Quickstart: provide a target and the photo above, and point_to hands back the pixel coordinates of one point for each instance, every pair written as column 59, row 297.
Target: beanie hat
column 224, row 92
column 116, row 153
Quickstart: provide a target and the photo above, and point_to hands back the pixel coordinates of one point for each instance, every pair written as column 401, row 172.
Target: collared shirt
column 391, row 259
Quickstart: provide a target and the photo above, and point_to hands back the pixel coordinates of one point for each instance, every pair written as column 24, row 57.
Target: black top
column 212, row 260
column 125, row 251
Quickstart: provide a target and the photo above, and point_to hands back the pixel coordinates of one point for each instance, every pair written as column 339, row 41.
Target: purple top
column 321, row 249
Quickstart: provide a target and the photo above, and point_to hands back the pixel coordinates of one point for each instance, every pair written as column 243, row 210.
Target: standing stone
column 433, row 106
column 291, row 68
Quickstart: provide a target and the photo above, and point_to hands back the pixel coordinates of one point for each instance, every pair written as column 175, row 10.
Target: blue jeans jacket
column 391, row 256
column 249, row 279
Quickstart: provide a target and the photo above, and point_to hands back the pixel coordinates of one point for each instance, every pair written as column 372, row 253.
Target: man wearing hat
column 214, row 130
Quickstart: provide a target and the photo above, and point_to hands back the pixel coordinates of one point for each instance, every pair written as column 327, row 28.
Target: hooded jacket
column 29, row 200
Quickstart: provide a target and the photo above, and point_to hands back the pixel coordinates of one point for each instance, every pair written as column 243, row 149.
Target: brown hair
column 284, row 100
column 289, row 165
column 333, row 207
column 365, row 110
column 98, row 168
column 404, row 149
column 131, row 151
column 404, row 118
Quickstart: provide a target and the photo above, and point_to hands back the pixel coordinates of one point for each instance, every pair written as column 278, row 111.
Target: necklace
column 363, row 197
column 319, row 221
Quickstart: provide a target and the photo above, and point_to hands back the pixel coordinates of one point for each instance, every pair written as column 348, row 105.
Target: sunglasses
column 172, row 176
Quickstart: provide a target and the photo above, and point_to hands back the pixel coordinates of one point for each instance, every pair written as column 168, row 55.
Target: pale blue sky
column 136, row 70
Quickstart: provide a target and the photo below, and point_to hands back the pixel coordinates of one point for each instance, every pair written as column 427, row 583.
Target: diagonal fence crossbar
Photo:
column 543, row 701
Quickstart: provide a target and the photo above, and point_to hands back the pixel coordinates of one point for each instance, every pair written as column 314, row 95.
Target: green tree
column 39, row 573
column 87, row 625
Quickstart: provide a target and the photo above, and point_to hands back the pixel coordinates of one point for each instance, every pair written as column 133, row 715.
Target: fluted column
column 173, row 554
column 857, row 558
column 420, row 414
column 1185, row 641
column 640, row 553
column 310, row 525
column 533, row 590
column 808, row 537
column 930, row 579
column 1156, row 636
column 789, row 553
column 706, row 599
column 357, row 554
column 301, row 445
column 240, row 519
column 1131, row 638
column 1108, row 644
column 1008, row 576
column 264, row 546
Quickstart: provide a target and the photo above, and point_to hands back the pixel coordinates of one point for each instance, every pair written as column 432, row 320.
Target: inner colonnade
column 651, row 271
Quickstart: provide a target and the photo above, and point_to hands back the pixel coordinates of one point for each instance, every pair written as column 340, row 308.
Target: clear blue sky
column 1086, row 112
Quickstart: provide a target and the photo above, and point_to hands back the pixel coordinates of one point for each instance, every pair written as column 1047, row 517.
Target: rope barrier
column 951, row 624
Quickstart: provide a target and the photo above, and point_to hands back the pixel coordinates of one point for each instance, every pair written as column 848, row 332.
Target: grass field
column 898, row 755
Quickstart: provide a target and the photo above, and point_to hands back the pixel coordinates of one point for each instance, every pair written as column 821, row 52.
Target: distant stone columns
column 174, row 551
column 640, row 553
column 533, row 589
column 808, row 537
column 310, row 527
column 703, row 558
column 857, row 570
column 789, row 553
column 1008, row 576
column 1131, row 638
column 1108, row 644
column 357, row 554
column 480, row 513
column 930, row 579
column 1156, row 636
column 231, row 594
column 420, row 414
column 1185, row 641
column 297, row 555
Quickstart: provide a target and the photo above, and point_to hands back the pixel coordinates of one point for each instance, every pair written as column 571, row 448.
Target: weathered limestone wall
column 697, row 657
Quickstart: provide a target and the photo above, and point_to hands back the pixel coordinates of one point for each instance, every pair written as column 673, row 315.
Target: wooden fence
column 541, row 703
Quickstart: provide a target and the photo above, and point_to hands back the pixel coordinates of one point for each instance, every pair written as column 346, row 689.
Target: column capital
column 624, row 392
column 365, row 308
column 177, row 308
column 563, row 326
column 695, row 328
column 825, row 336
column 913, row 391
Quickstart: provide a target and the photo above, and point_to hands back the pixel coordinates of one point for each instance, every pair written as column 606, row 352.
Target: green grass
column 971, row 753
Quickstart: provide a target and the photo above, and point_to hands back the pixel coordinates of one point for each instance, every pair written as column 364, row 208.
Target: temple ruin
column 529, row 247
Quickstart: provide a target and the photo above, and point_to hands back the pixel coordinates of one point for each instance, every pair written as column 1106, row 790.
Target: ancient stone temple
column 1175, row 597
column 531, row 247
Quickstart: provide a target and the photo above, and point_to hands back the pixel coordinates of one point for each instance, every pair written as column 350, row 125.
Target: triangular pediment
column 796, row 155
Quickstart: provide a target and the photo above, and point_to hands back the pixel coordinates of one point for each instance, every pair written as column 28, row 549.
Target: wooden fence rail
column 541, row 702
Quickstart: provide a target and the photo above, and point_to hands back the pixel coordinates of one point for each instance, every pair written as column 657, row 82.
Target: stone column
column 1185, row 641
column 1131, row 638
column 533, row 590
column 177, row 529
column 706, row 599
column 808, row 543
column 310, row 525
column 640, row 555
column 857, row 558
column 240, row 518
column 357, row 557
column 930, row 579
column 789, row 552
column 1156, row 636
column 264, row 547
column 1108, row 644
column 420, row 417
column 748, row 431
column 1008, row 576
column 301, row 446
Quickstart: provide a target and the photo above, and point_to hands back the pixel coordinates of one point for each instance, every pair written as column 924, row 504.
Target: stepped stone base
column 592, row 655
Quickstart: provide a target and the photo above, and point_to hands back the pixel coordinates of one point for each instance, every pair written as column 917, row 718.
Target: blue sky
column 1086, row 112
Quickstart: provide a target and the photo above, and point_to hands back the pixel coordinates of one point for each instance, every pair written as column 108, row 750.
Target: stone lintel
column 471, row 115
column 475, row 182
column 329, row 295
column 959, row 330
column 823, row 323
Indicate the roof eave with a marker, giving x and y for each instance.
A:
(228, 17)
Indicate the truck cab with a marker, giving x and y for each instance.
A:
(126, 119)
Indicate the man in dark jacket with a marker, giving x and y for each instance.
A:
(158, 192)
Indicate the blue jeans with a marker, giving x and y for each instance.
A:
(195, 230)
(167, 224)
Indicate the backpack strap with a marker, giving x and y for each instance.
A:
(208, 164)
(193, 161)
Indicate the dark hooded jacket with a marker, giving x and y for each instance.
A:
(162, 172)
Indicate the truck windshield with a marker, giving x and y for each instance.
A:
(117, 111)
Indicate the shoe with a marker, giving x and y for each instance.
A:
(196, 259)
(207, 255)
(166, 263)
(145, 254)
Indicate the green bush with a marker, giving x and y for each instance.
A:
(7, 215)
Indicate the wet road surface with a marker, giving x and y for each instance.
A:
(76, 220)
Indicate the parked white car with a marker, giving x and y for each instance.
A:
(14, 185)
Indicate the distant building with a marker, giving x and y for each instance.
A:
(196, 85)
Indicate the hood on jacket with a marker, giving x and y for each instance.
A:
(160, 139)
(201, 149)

· · · ·

**DESCRIPTION OF THE TASK:** Write out the entire listing exactly.

**ANSWER SPACE:**
Quickstart: provide a target and the photo above, and point_to hands back the pixel coordinates of one point for each instance, every pair written as column 59, row 297.
Target: beanie hat
column 224, row 92
column 116, row 153
Quickstart: provide a target and the photo above, and point_to hands back the pixel coordinates of one point for each instance, every pair written as column 401, row 172.
Target: collared shirt
column 391, row 259
Quickstart: provide a target and the photo above, and point_to hands back the pixel coordinates of one point for each instance, every pair written as column 24, row 57.
Target: black top
column 212, row 260
column 125, row 251
Quickstart: provide a target and the photo above, and point_to hands back the pixel coordinates of one point for each instance, every pair written as column 339, row 41.
Target: purple top
column 321, row 249
Quickstart: provide a target and the photo above, and point_to hands back the pixel coordinates of one point for each instance, every pair written as column 243, row 210.
Target: standing stone
column 433, row 106
column 291, row 68
Quickstart: provide a target and the photo above, and point_to hands back the pixel coordinates of one point for each instance, every pair written as column 175, row 10.
Target: blue jeans jacket
column 391, row 256
column 249, row 279
Quickstart: provide a target and the photo above, and point_to hands back the pixel coordinates of one point for each instance, every pair written as column 372, row 253.
Target: man wearing hat
column 214, row 130
Quickstart: provide a target and the photo above, and point_to hands back the pixel coordinates of one point for each instance, every pair written as column 327, row 28.
Target: hooded jacket
column 29, row 200
Quickstart: provide a target and the photo above, and point_to hands back the pixel coordinates of one point for each instance, every pair written as column 243, row 149.
Target: brown hair
column 284, row 100
column 289, row 165
column 333, row 207
column 365, row 110
column 98, row 168
column 404, row 149
column 131, row 151
column 404, row 118
Quickstart: provide a target and the photo above, and point_to hands back the pixel coordinates of one point for each instance, every pair written as column 278, row 111.
Target: necklace
column 363, row 197
column 319, row 221
Quickstart: provide a target and the photo above, and point_to hands back the pixel coordinates of one point for each instance, every pair written as column 348, row 105.
Target: sunglasses
column 172, row 176
Quickstart: provide a target and the photo above, and point_to hands back the pixel coordinates of one point for each instance, every pair written as column 168, row 55.
Target: pale blue sky
column 136, row 70
Quickstart: provide a target and the photo below, and point_to hands back the pixel coordinates of one point for each instance, every pair written as column 427, row 583.
Target: diagonal fence crossbar
Photo:
column 543, row 701
Quickstart: provide a target and the photo above, and point_to hands back the pixel coordinates of one point for each instance, every pair written as column 314, row 95.
Target: green tree
column 39, row 573
column 87, row 625
Quickstart: provide a target and the photo above, and point_to hands back the pixel coordinates of one point for each instance, every pair written as column 133, row 715.
Target: fluted column
column 173, row 554
column 857, row 558
column 420, row 414
column 1185, row 641
column 640, row 553
column 310, row 525
column 533, row 590
column 808, row 537
column 930, row 579
column 1156, row 636
column 789, row 553
column 706, row 599
column 357, row 554
column 301, row 445
column 240, row 519
column 1131, row 638
column 1108, row 644
column 1008, row 576
column 264, row 546
Quickstart: provide a target and the photo above, and point_to hands back the pixel coordinates of one point for each instance, every pair written as column 432, row 320.
Target: inner colonnade
column 651, row 271
Quickstart: provide a target and the photo above, and point_to hands back the pixel coordinates of one point for each instance, every pair written as column 340, row 308.
Target: clear blue sky
column 1086, row 112
Quickstart: provide a target and the photo above, and point_to hands back the pixel coordinates of one point for each instance, every pair written as column 1047, row 517.
Target: rope barrier
column 951, row 624
Quickstart: provide a target and the photo above, and point_to hands back the pixel coordinates of one point for each instance, every pair written as column 848, row 332.
Target: grass field
column 898, row 755
Quickstart: provide a target and the photo above, and point_to hands back the pixel coordinates of one point for each instance, every pair written as column 821, row 52.
Target: distant stone columns
column 174, row 551
column 640, row 553
column 533, row 589
column 808, row 537
column 310, row 527
column 703, row 558
column 857, row 570
column 789, row 553
column 1008, row 576
column 1131, row 638
column 1108, row 644
column 357, row 554
column 480, row 513
column 930, row 579
column 1156, row 636
column 231, row 594
column 420, row 414
column 1185, row 641
column 297, row 555
Quickstart: provide a target and the photo above, and point_to hands back the pixel coordinates of one point for each instance, every pair written as column 571, row 448.
Target: weathered limestone wall
column 697, row 657
Quickstart: provide a target and the photo above, and point_to hands back the pixel coordinates of one point for each instance, every pair written as column 673, row 315.
Target: wooden fence
column 541, row 703
Quickstart: provide a target and the photo above, and point_to hands back the pixel coordinates of one point for each instance, every pair written as column 346, row 689.
Target: column capital
column 624, row 392
column 365, row 308
column 177, row 308
column 563, row 326
column 695, row 328
column 825, row 336
column 913, row 391
Quickstart: provide a target and the photo above, and point_to hands back the pixel coordinates of one point for each instance, every pair written as column 606, row 352.
Target: green grass
column 971, row 753
Quickstart: provide a target and the photo above, and point_to hands back the pixel coordinates of one point for each instance, every pair written as column 364, row 208.
Target: temple ruin
column 529, row 247
Quickstart: provide a target and the photo above, and point_to hands back the pixel coordinates of one point for each instance, every pair written as column 1106, row 790.
Target: ancient stone temple
column 1175, row 597
column 531, row 247
Quickstart: provide a target and the photo above, and point_to hands back the pixel coordinates of one point for each instance, every pair written as column 350, row 125.
Target: triangular pediment
column 796, row 155
Quickstart: provide a target and the photo above, and point_to hands back the pixel coordinates of one point for each instance, every pair written as column 28, row 549.
Target: wooden fence rail
column 541, row 702
Quickstart: provide a target and the photo above, and point_to hands back the pixel coordinates of one point for each instance, every pair written as column 657, row 82.
Target: stone column
column 1185, row 641
column 1131, row 638
column 533, row 590
column 177, row 529
column 706, row 599
column 808, row 543
column 310, row 525
column 640, row 555
column 857, row 558
column 240, row 518
column 357, row 557
column 930, row 579
column 789, row 552
column 1156, row 636
column 264, row 547
column 1108, row 644
column 420, row 417
column 748, row 431
column 1008, row 576
column 301, row 446
Quickstart: provide a target and the photo above, and point_to hands back the pixel coordinates of one point for each instance, every pair written as column 924, row 504.
Target: stepped stone base
column 592, row 655
Quickstart: provide a target and the photo above, and point_to hands back the pixel coordinates of one point for each instance, every pair written as column 917, row 718.
Target: blue sky
column 1086, row 112
Quickstart: provide a target and the photo above, and point_to hands back the pixel coordinates of one point for each instance, every pair written as column 108, row 750.
Target: stone lintel
column 471, row 115
column 475, row 182
column 329, row 295
column 959, row 330
column 823, row 323
Indicate the roof eave with a marker, giving x and y for each instance.
A:
(228, 17)
Indicate the truck cab with a marker, giving x and y for each instance.
A:
(126, 119)
Indicate the man in dark jacket with a marker, giving x and y for each instance.
A:
(158, 192)
Indicate the blue jeans with a marker, giving x and y for each instance.
A:
(195, 230)
(167, 224)
Indicate the backpack strap with a marker, giving x and y for each instance.
A:
(208, 164)
(193, 161)
Indicate the dark hooded jacket with a marker, giving x and y for each instance.
A:
(162, 172)
Indicate the truck windshield with a marker, giving x and y for each instance.
A:
(117, 111)
Indicate the shoe with a marker, giving x and y for each instance.
A:
(196, 259)
(207, 255)
(166, 263)
(145, 254)
Indicate the green bush with a marker, giving x and y for each instance.
A:
(7, 215)
Indicate the wet road surface with a marker, giving x and y for each instance.
A:
(76, 220)
Indicate the parked white car with a marker, giving x and y for each instance.
A:
(14, 185)
Indicate the distant building with a marker, giving x and y for each instance.
A:
(196, 85)
Indicate the hood on jacket with a marker, giving x and y for each instance.
A:
(160, 139)
(201, 149)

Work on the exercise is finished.